[Extracted records]
* * * *

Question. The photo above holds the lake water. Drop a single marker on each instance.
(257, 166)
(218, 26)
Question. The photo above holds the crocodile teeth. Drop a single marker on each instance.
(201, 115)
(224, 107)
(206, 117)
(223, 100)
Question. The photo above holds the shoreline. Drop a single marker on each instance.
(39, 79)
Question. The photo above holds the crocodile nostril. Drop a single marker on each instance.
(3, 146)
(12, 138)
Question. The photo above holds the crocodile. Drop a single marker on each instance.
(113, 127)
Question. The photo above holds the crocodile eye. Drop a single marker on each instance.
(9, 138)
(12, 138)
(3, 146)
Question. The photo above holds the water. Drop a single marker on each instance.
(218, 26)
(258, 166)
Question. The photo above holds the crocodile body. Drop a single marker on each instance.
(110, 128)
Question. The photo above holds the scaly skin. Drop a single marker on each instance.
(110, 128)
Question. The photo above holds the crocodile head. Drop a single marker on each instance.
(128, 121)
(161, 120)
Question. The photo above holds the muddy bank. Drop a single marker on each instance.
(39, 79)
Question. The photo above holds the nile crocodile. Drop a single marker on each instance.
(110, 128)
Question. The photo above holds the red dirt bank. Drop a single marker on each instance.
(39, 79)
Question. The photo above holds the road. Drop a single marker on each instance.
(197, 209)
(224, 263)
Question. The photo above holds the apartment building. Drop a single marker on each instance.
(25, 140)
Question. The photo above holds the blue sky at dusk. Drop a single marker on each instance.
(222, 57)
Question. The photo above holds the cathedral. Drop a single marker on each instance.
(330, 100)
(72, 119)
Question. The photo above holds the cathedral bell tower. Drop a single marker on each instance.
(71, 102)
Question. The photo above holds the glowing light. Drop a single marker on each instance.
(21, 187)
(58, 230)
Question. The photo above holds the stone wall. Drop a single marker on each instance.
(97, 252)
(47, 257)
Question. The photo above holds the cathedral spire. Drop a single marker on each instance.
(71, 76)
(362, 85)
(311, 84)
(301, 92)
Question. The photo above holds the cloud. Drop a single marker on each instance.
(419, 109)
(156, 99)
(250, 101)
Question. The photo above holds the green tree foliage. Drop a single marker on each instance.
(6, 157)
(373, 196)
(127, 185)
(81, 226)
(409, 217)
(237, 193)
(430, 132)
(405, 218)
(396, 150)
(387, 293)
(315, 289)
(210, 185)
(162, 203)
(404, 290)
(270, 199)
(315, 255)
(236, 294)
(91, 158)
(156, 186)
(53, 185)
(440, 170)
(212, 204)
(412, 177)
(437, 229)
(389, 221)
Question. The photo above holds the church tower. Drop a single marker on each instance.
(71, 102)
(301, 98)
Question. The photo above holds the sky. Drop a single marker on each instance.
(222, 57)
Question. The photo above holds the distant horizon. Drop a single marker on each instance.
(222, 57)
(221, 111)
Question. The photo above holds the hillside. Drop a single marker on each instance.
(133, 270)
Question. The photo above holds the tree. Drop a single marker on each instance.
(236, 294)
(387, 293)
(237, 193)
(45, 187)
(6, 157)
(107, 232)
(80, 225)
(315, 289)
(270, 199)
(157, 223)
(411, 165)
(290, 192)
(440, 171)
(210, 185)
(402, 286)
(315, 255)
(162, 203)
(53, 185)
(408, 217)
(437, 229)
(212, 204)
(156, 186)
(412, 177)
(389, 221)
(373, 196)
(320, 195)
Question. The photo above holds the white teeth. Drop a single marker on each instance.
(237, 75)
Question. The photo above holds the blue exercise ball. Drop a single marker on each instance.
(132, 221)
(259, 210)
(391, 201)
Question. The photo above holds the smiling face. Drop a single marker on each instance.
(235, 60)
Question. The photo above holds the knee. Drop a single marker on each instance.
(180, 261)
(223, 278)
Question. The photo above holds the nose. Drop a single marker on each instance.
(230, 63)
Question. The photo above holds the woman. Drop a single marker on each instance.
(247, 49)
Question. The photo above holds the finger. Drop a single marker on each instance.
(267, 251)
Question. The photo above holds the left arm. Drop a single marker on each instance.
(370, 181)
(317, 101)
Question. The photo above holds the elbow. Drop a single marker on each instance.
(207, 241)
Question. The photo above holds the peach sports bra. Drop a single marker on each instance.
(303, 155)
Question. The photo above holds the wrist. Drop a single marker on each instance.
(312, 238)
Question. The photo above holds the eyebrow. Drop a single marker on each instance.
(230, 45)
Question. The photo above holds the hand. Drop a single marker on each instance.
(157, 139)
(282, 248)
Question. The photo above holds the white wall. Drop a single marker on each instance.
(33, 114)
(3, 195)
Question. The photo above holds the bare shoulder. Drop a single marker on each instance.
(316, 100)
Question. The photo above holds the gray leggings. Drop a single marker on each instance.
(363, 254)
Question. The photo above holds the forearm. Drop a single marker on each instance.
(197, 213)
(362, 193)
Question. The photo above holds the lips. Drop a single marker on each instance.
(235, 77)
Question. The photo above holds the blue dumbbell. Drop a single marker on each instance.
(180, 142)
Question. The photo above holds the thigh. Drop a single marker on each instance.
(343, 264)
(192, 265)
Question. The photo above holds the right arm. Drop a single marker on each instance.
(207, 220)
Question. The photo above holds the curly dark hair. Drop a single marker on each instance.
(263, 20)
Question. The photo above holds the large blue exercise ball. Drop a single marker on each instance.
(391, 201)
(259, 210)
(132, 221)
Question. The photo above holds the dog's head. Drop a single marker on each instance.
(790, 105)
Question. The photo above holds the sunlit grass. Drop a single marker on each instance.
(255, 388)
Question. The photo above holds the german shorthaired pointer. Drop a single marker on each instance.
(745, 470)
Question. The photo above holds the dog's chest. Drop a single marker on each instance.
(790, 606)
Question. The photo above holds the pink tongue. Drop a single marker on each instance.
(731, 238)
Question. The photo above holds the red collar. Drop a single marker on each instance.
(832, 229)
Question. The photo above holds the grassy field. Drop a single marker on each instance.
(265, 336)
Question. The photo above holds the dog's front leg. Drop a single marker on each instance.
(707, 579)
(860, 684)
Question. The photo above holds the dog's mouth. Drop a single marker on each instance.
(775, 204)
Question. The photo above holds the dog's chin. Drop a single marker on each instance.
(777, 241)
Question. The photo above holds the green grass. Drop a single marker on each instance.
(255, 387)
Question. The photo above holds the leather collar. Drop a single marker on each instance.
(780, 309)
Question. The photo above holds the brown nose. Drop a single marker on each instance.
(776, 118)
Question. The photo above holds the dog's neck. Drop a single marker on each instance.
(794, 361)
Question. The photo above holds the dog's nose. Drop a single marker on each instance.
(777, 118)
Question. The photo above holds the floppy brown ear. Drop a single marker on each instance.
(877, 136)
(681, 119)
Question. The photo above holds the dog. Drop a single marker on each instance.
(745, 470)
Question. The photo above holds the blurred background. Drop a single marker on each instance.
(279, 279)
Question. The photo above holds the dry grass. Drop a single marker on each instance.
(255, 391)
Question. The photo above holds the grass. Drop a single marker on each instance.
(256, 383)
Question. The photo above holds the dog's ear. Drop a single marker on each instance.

* * * *

(EXERCISE DIRECTIONS)
Extract all lines as given.

(RESPONSE)
Question. The photo above holds the lake water. Drop a single marker on each instance.
(257, 166)
(218, 26)
Question. The photo above holds the crocodile teeth. Drop a single marker on each instance.
(201, 115)
(224, 107)
(206, 117)
(223, 100)
Question. The photo above holds the shoreline. Drop a single marker on each instance.
(39, 79)
Question. The photo above holds the crocodile nostril. Drop a single marker on each instance.
(3, 146)
(12, 138)
Question. The photo above holds the crocodile. Drop a single marker on each instance.
(113, 127)
Question. The photo above holds the crocodile eye. Drop a single marker on each instance.
(9, 138)
(12, 138)
(3, 146)
Question. The photo above holds the water. Drop a single marker on each instance.
(218, 26)
(258, 166)
Question. The photo above holds the crocodile body. Drop a single marker on each instance.
(110, 128)
Question. The photo above holds the scaly skin. Drop a single marker on each instance.
(110, 128)
Question. The photo above holds the crocodile head. Drop a single marker on each instance.
(128, 121)
(161, 120)
Question. The photo above holds the muddy bank. Drop a single marker on each instance.
(39, 79)
Question. The photo above holds the nile crocodile. Drop a single marker on each instance.
(110, 128)
Question. The photo above holds the red dirt bank. Drop a single marker on each instance.
(39, 79)
Question. The photo above holds the road. Drop a single marker on each instance.
(197, 209)
(224, 263)
Question. The photo above holds the apartment building. Drop a single marker on each instance.
(25, 140)
Question. The photo above holds the blue sky at dusk. Drop a single marker on each instance.
(222, 57)
Question. The photo above holds the cathedral. Drop a single marker on each instance.
(330, 100)
(72, 119)
Question. The photo above holds the cathedral bell tower. Drop a single marker on each instance.
(71, 102)
Question. The photo above holds the glowing light. Drop a single marker on each instance.
(21, 187)
(58, 230)
Question. The photo above holds the stone wall. Drop a single marker on each instance.
(97, 252)
(47, 257)
Question. The photo above holds the cathedral spire. Drop a single marker on each instance.
(71, 76)
(362, 85)
(311, 84)
(301, 92)
Question. The photo above holds the cloud. Drop a single marker on each instance.
(419, 109)
(156, 99)
(250, 101)
Question. The photo above holds the green tree foliage. Drop a single marker on each instance.
(6, 157)
(373, 196)
(127, 185)
(81, 226)
(409, 217)
(237, 193)
(430, 132)
(405, 218)
(396, 150)
(387, 293)
(315, 289)
(210, 185)
(162, 203)
(404, 290)
(270, 199)
(315, 255)
(236, 294)
(91, 158)
(156, 186)
(53, 185)
(440, 170)
(212, 204)
(412, 177)
(437, 229)
(389, 221)
Question. The photo above holds the church tower. Drop a single marker on each instance.
(71, 102)
(301, 98)
Question. The photo above holds the sky. Drop a single marker on each instance.
(222, 57)
Question. The photo above holds the distant horizon. Drop a single marker on each instance.
(222, 57)
(221, 111)
Question. The photo above holds the hillside. Drop a single marker on each instance.
(133, 270)
Question. The photo above holds the tree. Drop a single marker on each instance.
(236, 294)
(387, 293)
(237, 193)
(45, 187)
(6, 157)
(107, 232)
(80, 225)
(315, 289)
(270, 199)
(157, 223)
(411, 165)
(290, 192)
(440, 171)
(210, 185)
(402, 286)
(315, 255)
(162, 203)
(53, 185)
(408, 217)
(437, 229)
(212, 204)
(156, 186)
(412, 177)
(389, 221)
(373, 196)
(320, 195)
Question. The photo above holds the white teeth. Drop a single marker on each instance.
(237, 75)
Question. The photo above holds the blue exercise ball. Drop a single marker on each instance.
(132, 221)
(259, 210)
(391, 201)
Question. The photo above holds the smiling face. Drop a single marker on each instance.
(235, 60)
Question. The photo above holds the knee. Drop a single marker on each instance.
(180, 261)
(223, 278)
Question. The photo above holds the nose. Drop a single marker on each instance.
(230, 63)
Question. The photo above holds the woman. Drop a single marker on each instance.
(247, 49)
Question. The photo above holds the finger. Drop a single marker on each instance.
(267, 251)
Question. The photo above holds the left arm. Drop a single marker on each instance.
(370, 181)
(317, 101)
Question. The photo above holds the elbow. Drop a single marker on each instance.
(207, 241)
Question. The photo above holds the peach sports bra. Drop a single marker on each instance.
(303, 155)
Question. The photo above holds the wrist. Drop a single marker on each instance.
(312, 238)
Question. The photo above holds the eyebrow. Drop a single marker on each instance.
(230, 45)
Question. The photo above holds the hand. Drop a single marker on each instance.
(157, 139)
(282, 248)
Question. The photo above holds the white wall. Drop a single marker on each instance.
(33, 114)
(3, 195)
Question. The photo above holds the bare shoulder. Drop a single marker on each instance.
(316, 100)
Question. The photo above holds the gray leggings. Drop a single marker on each instance.
(363, 254)
Question. The photo above holds the forearm. Drop a single marker on each instance.
(197, 213)
(362, 193)
Question. The photo above holds the lips. Drop a single marker on each instance.
(235, 77)
Question. The photo above holds the blue dumbbell. Drop a single marker on each instance.
(180, 142)
Question. The photo above holds the thigh. Drop a single marker on each instance.
(343, 264)
(192, 265)
Question. The photo above holds the right arm. Drop a single marker on each instance.
(207, 220)
Question. The photo above holds the curly dark hair. Drop a single marker on each instance.
(263, 20)
Question. The photo above holds the large blue exercise ball. Drop a single marker on each instance.
(391, 201)
(259, 210)
(132, 221)
Question. The photo above holds the dog's head. Drop a single marker on each instance.
(790, 105)
Question. The photo above holds the sunlit grass. Drop a single marker on each instance.
(255, 388)
Question. The photo above holds the german shorthaired pointer. Drop a single marker on each instance.
(745, 470)
Question. The photo above holds the dog's chest. Drop a single marker on each instance.
(790, 606)
Question. The photo above holds the pink tongue. Drop a single marker on each instance.
(731, 238)
Question. The photo above holds the red collar. Drop a single marker on each instance.
(832, 229)
Question. The photo above holds the grassy field. Drop a single marker on each instance.
(265, 336)
Question. The photo above holds the dog's front leg. Drop a single marker on each instance.
(707, 579)
(860, 684)
Question. The photo above holds the dog's mouth. Drop a single marker on each instance.
(775, 204)
Question. The photo above holds the dog's chin. Drop a single marker on each instance.
(777, 241)
Question. The photo above holds the green grass. Drop a single marker on each instance.
(255, 387)
Question. The photo above holds the leather collar. Drop a single marker on each instance.
(780, 309)
Question. The photo above holds the brown nose. Drop a single marker on each instance.
(776, 118)
Question. The photo above holds the dog's neck. Drop a single marker on each instance.
(794, 361)
Question. The photo above holds the dog's nose. Drop a single marker on each instance.
(777, 118)
Question. The photo above holds the floppy brown ear. Drop a single marker on each instance.
(877, 136)
(681, 119)
Question. The photo above holds the dog. Drop a single marker on each instance.
(745, 470)
Question. The photo above holds the blurred background. Drop a single marker on each instance.
(279, 279)
Question. The photo above holds the dry grass. Drop a single marker on each instance.
(255, 391)
Question. The photo above holds the grass. Drop a single marker on each instance.
(256, 383)
Question. The photo above holds the dog's ear. Drop a single marker on each instance.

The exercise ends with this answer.